══ DOCUMENT SOURCE ══
Cette hypothèse est confirmée par l’examen des renvois à la Bible présents dans le livre III de la Logica : on pourrait aisément les situer dans le texte de Wittich. Clauberg parle de la distinction entre les passages scripturaires où Dieu s’exprime en s’adaptant à nos faibles capacités, et ceux où au contraire il exprime de manière plus directe la vérité. Il affirme qu’il est nécessaire d’entendre de manière conforme à la spiritualité de Dieu ce qu’il est dit de lui de manière anthropomorphique. Il faut à son avis considérer que le but des Écritures est de nous indiquer la voie du salut, et non pas de nous instruire dans les sciences, et que donc certains passages ne contiennent pas des vérités énoncées ex professo. Il convient de choisir les sens figuré afin d’éviter des contradictions grossières ou des absurdités. Clauberg nous rappelle enfin que Dieu est un auteur sage et bon : tout mensonge et ambiguïté sont donc exclus de ses propos, le sens des passages bibliques étant unique, mais nous sommes autorisés à attribuer à Dieu toute bonne conséquence que l’on saurait tirer des Écritures1.
═══
_TÂCHES À RÉALISER_
- 1) Pour chaque affirmation, déterminez si elle concorde avec le texte sur Clauberg, en répondant oui ou non et en citant à l’identique les mots décisifs du texte : (a) le but des Écritures est de nous instruire dans les sciences ; (b) le sens figuré doit être retenu afin d’éviter des contradictions grossières ou des absurdités ; (c) le sens des passages bibliques est multiple.
- 2) Reprenez la rédaction du texte sur Clauberg à partir de sa dernière phrase.
Les entrées n’interviennent en rien ici.
══ MATÉRIAU ══
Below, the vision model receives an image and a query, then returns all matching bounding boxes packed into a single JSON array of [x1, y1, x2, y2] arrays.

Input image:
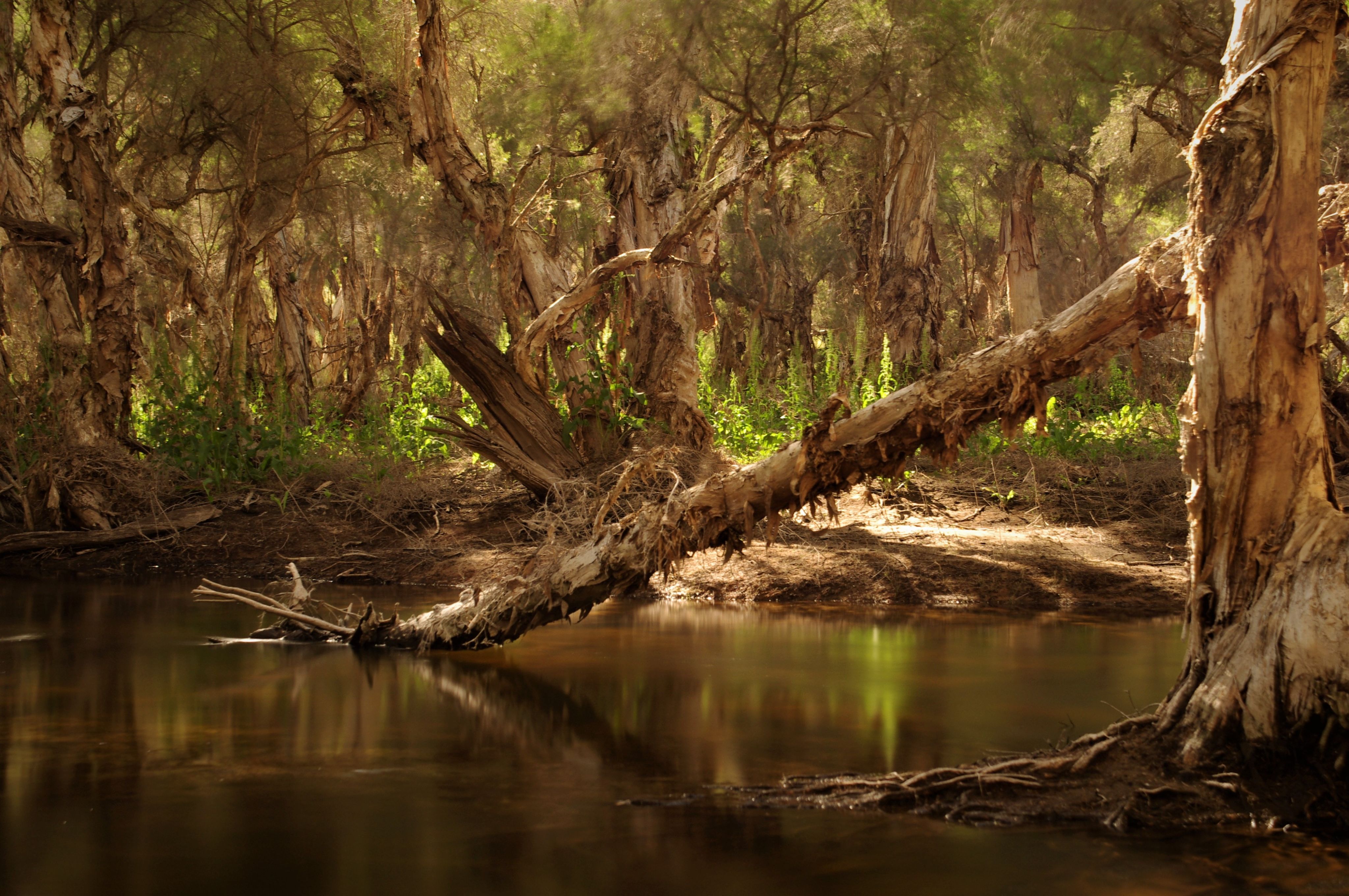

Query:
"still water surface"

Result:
[[0, 579, 1349, 896]]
═══
_RÉPONSES PAR TÂCHE_
- 1)
(a) Non : « le but des Écritures est de nous indiquer la voie du salut, et non pas de nous instruire dans les sciences ».
(b) Oui : « afin d’éviter des contradictions grossières ou des absurdités ».
(c) Non : « le sens des passages bibliques étant unique ».

- 2)
Le rapprochement de la Logica et des Dissertations duae de Wittich nous permet d’arriver au dernier volet de notre étude. Il nous semble, en effet, que certains traits caractéristiques de l’ouvrage de Clauberg, qui n’ont pas d’équivalent dans l’Idea boni interpretis de Dannhauer, sont à expliquer en les situant dans le cadre de la polémique anti-cartésienne déclenchée par ce que Theo Verbeek a appelé la querelle de Leyde. Plusieurs critiques ont déjà signalé que si la Logica ne nomme pas souvent Descartes, il y est très présent de manière implicite et souterraine2. Nous avons déjà remarqué que Clauberg se propose d’établir les règles de l’interprétation de textes profanes. Or, si des exemples bibliques reviennent sous sa plume, les textes profanes auxquels il fait référence sont les ouvrages de Descartes. C’est à propos des écrits du philosophe français qu’il faut éviter de se conduire en calomniateur, comme l’ont souvent fait ses adversaires.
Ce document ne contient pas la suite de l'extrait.